## Page text
Carmel, Indiana is one of those small towns in the suburbs of a big city (Indianapolis) where the rich people live. The rules in Carmel seem to be different than most places. This news item is very disturbing. Four varsity high school basketball players are accused of raping a 14 year old team-mate yet are facing misdemeanor assault charges...read on...

CARMEL, In -- INDIANAPOLIS STAR - Holding hands and sometimes holding back tears, a mother and father said Wednesday that their 14-year-old son, an aspiring basketball player at Carmel High School, became a target of older players who attacked him on a team bus and in a school locker room.In a news conference with the couple, their attorney, Robert Turner, said the boy was physically violated, adding "that's a little bit more than a simple hazing incident.''

Legal experts said that even Turner's short description of the attack calls into question the filing of misdemeanor counts against four Carmel seniors who were charged earlier this week. Oscar Falodun, Brandon Hoge, Robert Kitzinger and Scott Laskowski were released from the Hamilton County Jail in Noblesville on bond early Tuesday. Falodun, Hoge and Kitzinger face misdemeanor counts of battery and criminal recklessness; Laskowski was charged with three counts of misdemeanor criminal recklessness. Authorities said the charges stem from the Jan. 22 bus incident, plus earlier incidents in the high school locker room from Nov. 1 to Jan. 21. In addition to the 14-year-old boy, at least two other victims are believed to be involved.

## Raw data
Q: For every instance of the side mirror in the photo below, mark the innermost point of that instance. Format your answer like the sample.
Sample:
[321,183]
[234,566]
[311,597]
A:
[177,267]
* * *
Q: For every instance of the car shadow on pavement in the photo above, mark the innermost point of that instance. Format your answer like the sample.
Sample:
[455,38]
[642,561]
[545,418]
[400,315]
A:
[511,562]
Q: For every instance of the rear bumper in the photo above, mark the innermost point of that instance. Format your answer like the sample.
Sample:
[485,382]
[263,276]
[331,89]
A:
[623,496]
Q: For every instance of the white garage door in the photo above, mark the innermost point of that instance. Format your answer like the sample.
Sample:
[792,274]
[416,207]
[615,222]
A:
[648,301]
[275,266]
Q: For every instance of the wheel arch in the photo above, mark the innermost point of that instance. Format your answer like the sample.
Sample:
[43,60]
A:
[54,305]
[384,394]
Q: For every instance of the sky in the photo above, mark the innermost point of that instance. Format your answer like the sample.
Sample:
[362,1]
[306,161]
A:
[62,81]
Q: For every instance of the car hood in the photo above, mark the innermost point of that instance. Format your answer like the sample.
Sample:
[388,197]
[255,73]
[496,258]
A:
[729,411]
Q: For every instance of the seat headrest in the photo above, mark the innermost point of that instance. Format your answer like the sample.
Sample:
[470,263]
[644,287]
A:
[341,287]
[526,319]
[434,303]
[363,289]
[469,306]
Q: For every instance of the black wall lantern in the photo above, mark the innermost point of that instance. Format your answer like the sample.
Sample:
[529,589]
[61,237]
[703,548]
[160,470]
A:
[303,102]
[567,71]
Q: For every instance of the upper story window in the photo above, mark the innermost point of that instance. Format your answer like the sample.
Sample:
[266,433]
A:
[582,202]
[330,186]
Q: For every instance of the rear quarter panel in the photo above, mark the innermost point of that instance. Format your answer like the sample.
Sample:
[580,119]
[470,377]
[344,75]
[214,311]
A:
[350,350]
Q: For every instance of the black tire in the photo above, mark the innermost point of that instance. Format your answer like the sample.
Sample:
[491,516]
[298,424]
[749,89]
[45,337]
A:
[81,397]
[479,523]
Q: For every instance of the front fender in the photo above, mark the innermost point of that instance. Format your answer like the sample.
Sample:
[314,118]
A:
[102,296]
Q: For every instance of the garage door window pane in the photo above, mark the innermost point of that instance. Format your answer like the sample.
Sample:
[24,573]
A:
--
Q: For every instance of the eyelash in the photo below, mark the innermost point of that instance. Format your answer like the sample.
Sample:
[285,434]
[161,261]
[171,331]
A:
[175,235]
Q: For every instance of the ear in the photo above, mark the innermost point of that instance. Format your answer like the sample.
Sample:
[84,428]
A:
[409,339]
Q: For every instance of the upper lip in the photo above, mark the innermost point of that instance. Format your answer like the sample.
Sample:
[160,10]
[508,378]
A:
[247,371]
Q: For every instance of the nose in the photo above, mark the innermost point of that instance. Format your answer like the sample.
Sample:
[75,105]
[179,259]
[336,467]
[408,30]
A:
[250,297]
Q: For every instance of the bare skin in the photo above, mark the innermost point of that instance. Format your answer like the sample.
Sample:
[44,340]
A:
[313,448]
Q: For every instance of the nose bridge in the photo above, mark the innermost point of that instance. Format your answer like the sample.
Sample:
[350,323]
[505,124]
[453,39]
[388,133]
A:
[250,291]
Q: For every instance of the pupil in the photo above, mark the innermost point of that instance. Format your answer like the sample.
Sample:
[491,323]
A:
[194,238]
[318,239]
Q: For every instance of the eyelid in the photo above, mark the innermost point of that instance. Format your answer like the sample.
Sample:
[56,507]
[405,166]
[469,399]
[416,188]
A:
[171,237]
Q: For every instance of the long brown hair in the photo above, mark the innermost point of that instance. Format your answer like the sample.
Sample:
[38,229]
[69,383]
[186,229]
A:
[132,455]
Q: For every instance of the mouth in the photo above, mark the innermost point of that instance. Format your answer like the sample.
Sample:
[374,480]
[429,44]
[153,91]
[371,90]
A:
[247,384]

## Request 1
Answer these questions from the news text about the Carmel basketball players:
(a) Which big city is Carmel, Indiana, a suburb of?
(b) What is the name of the attorney who spoke at the news conference with the boy's parents?
(c) On what date did the bus incident take place?
## Request 2
Write the next part of the news text about the charges against the Carmel basketball players, picking up after its last sentence.
The records come from a separate source and have no connection to the news text.

## Task response 1
(a) Indianapolis
(b) Robert Turner
(c) Jan. 22

## Task response 2
The suspects

Turner, a former Indianapolis Police Department official and city director of public safety, described the attacks as "a physical grabbing, a confinement to the point that he was held down, the removal of clothing and just in general I would just say anal penetration. "I won't get any further than that, but that's a little bit more than a simple hazing incident.''Joel Schumm, an Indiana University law professor with expertise in Indiana criminal law, said that as described by Turner, the attacks could have warranted felony charges of criminal deviate conduct. In announcing their investigation of alleged hazing and bullying at Carmel, police officials said in February that criminal deviate conduct was one of the possible crimes under investigation.


Carmel Assistant Police Chief Tim Green declined Wednesday to discuss the filing of misdemeanor charges in the case.The filing of specific charges, Schumm added, would depend on witness testimony and other evidence that remains secret. Hamilton County Prosecutor Sonia Leerkamp opted to take the investigation to a grand jury, where proceedings are private, rather than file charges outright. "If there was some question about the (specifics of) . . . the definition'' of criminal deviate conduct, Schumm said, "that might be the reason the grand jury decided what it did."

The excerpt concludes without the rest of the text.